Collection entries:
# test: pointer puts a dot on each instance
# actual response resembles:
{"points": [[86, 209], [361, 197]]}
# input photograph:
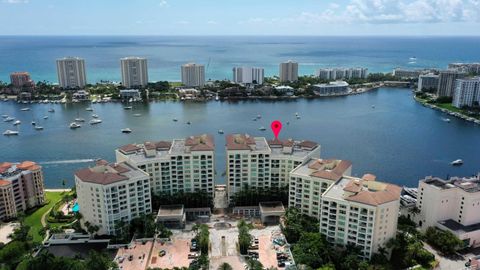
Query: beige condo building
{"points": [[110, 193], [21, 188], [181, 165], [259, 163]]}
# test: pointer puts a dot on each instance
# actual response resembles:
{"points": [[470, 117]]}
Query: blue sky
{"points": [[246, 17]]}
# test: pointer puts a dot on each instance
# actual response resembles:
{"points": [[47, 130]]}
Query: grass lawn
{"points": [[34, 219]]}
...
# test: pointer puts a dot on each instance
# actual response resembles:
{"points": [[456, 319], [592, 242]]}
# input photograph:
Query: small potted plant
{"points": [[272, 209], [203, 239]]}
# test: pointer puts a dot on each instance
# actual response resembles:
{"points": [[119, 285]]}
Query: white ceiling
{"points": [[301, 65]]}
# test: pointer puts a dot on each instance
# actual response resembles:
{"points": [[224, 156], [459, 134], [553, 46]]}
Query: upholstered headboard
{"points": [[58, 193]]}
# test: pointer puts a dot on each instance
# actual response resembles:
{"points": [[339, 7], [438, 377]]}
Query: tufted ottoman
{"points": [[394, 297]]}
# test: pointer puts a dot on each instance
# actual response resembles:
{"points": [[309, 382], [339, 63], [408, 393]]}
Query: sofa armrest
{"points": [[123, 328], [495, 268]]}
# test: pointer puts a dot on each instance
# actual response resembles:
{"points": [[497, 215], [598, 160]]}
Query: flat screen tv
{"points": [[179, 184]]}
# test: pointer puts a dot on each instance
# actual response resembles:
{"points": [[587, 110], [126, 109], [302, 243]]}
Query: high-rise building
...
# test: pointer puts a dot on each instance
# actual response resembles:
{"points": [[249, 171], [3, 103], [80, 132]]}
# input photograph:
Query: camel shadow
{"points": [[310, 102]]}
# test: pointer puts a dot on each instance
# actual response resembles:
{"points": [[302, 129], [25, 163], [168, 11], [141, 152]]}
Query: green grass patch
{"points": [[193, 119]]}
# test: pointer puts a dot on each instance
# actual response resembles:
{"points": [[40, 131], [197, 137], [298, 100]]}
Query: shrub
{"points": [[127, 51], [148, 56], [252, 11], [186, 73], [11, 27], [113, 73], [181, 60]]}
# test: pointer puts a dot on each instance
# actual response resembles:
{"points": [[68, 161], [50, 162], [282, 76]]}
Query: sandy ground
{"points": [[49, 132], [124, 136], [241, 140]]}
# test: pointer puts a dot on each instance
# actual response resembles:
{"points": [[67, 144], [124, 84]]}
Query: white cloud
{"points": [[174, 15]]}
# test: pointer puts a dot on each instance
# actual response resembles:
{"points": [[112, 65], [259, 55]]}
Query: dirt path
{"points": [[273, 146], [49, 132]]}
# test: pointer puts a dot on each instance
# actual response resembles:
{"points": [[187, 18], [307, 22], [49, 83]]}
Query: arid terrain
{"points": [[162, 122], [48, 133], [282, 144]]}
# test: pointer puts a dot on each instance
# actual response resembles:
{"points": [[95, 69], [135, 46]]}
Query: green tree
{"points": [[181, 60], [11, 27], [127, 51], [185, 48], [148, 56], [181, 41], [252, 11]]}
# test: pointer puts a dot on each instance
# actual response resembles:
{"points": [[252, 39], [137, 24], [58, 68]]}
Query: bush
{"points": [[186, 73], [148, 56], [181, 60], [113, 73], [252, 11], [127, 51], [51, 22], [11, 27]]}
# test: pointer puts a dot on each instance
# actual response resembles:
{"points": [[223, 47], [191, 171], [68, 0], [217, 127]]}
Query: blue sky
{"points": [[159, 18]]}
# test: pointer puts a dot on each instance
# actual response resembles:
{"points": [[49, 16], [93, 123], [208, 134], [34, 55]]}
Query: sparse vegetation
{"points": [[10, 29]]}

=== The task ===
The required output is every line above from the one with "Query: sofa armrest" down to the one with "Query: high-rise building", restated word for word, ends included.

=== Exercise solution ===
Query: sofa armrest
{"points": [[123, 328], [495, 268]]}
# test: pointer puts a dot on each instance
# actual response resembles:
{"points": [[497, 215], [598, 160]]}
Query: flat screen tv
{"points": [[179, 184]]}
# test: pointer puts a dot on each instance
# actual response resembles:
{"points": [[587, 110], [126, 109], [302, 243]]}
Query: high-rise building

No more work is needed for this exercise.